----- DOCUMENT EXCERPT -----

Tag Archives: Final Cut Pro

Apple Silicon Plugins for Final Cut Pro

We have the initial beta builds of native Silicon versions of Flicker Free and Beauty Box for FCP. FCP is the only released app that is currently Universal and supports Silicon plugins. Samurai Sharpen will be released for FCP/Silicon soon.

Builds for other host apps will be released once they release their Silicon versions. The plan right now is to get the FCP versions solid and that’ll make it more likely the builds for other apps will work out of the gate. Also, I don’t love releasing beta plugins for a beta host app (e.g. Resolve).

Overall they seem in pretty good shape. One caveat is that Analyze Frame doesn’t work in Beauty Box, so you need to manually select the Light and Dark Colors with the color picker. This is not ideal, as it’s not exactly the same thing as using Analyze Frame. But it’s what we’ve got right now. It’s actually more of a problem with FCP’s new FxPlug 4 API, so it won’t be fixed until the next release of FCP.

On that note, I’ll mention that there’s a lot of new stuff going on with the Apple builds. FCP announced the new API, which is completely different from FxPlug 3, so it’s required a lot of re-working. Eventually the FxPlug 3 plugins will stop working in FCP, so you’ll need the FxPlug 4 builds sooner or later. We’re also finally porting the GPU code to Metal. So look for new builds that incorporate all that for both Silicon and Intel very soon. Apple is keeping us pretty busy.

If you have any problems please send bug reports to: cs@nulldigitalanarchy.com

Here are the Apple Silicon builds:

https://digitalanarchy.com/beta/flickerfree_21-667_FX4.dmg  (Flicker Free 2.1 Beta)
https://digitalanarchy.com/beta/beautybox_43-337_FX4.dmg  (Beauty Box 4.3 Beta)

Flicker Free 2.0: Up to 1500% faster!

We’re extremely excited about the speed improvements we’ve enhanced Flicker Free 2.0 with! Yes, we have actually seen 1500% performance increase with 4K footage, but on average across all resolutions and computers it’s usually 300-400% increase. Still pretty good and 4K is more like 700-800% on average.

You can see our performance benchmarks in this Google Doc. And download the benchmark projects for Premiere Pro (700mb) and for Final Cut Pro to run your own tests! (However, you need to run the FF1 sequences with FF1 and the FF2 (FF1 settings) with FF2. If you just turn off the GPU in FF2 you won’t get the same results (they’ll be slower than they would be in FF1)

----- PROVIDED MATERIAL -----

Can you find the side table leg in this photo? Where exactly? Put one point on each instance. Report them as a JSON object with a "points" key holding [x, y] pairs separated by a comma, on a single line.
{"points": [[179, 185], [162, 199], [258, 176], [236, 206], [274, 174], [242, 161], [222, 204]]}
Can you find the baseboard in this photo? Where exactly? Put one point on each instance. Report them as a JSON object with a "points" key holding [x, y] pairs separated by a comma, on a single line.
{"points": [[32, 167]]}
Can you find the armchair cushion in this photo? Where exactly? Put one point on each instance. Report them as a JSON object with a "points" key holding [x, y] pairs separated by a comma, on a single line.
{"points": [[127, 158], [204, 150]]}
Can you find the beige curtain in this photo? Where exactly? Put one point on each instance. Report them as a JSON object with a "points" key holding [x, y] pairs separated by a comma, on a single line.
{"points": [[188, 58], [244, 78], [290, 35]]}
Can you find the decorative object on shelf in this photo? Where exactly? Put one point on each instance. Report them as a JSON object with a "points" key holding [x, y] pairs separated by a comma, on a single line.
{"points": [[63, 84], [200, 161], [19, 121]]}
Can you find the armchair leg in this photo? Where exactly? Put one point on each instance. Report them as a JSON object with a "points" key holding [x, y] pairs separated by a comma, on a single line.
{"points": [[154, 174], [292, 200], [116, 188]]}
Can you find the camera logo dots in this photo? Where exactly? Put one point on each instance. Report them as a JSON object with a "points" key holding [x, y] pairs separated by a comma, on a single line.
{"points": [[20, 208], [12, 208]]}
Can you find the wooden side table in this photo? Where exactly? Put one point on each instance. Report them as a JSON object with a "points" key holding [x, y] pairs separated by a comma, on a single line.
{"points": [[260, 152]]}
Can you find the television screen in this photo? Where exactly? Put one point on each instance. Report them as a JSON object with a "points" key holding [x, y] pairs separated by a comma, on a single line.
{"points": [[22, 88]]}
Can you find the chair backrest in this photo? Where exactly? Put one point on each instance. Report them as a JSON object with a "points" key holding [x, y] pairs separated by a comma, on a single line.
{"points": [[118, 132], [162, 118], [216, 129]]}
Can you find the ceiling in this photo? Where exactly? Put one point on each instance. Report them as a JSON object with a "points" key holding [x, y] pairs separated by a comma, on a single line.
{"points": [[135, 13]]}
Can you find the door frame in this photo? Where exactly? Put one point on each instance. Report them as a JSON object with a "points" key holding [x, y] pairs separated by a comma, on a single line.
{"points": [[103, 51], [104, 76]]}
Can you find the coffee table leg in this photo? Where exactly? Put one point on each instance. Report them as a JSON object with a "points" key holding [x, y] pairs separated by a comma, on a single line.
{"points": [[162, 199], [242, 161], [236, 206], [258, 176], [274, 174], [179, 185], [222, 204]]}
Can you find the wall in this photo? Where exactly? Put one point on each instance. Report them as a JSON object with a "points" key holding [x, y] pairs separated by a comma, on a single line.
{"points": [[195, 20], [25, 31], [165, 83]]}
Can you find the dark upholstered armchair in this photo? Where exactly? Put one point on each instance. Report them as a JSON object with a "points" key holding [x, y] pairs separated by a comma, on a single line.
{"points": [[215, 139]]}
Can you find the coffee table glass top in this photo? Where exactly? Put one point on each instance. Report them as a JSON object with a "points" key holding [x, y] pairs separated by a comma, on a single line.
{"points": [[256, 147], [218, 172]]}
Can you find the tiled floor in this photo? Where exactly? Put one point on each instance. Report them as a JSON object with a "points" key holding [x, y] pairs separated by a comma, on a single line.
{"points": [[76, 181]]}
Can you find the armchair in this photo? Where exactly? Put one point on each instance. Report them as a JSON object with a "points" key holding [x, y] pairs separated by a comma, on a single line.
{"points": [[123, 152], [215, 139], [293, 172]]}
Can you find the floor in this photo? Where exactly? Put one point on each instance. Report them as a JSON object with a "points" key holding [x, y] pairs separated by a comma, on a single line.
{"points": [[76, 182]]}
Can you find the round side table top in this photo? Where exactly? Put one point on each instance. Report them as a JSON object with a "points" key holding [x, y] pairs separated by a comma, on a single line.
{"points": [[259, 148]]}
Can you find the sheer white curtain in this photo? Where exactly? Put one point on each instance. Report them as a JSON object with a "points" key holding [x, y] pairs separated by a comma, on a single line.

-----

• JOB: Pick up the plugin blog post where it stops and keep writing it. The records are separate material and have nothing to do with the plugin blog post.

• RIGHT ANSWER:
However, it’s pretty dependent on your computer and what video editing app you’re using. We’ve been disappointed by MacBook Pros across the board. They’re just really under powered for the price. If you’re running a MacBook, we highly recommend getting an external GPU enclosure and putting in a high end AMD card. We’d recommend Nvidia as we do on Windows, but… Apple. Oh well.

It’s possible once we implement Metal (Apple’s technology to replace OpenCL) we’ll see some additional improvements. That’s coming in a free update shortly. In fact, because After Effects/Mac only supports Metal, Flicker Free isn’t accelerated at all in AE. It does great in Premiere which does support OpenCL. (Adobe’s GPU support is really lacking, and frustrating, across their video apps, but that’s a topic for another blog post)

Some notes about the Benchmark Google Doc:

  • It’s only Premiere and FCP
  • Not every computer ran every test. We changed the benchmark and didn’t have access to every machine to render the additional sequences.
  • Windows generally saw more improvement than Mac.
  • FCP saw some really significant gains. It’s much faster/efficient to get multiple frames in FCP using the GPU than the CPU. 1.0 was really slow in FCP.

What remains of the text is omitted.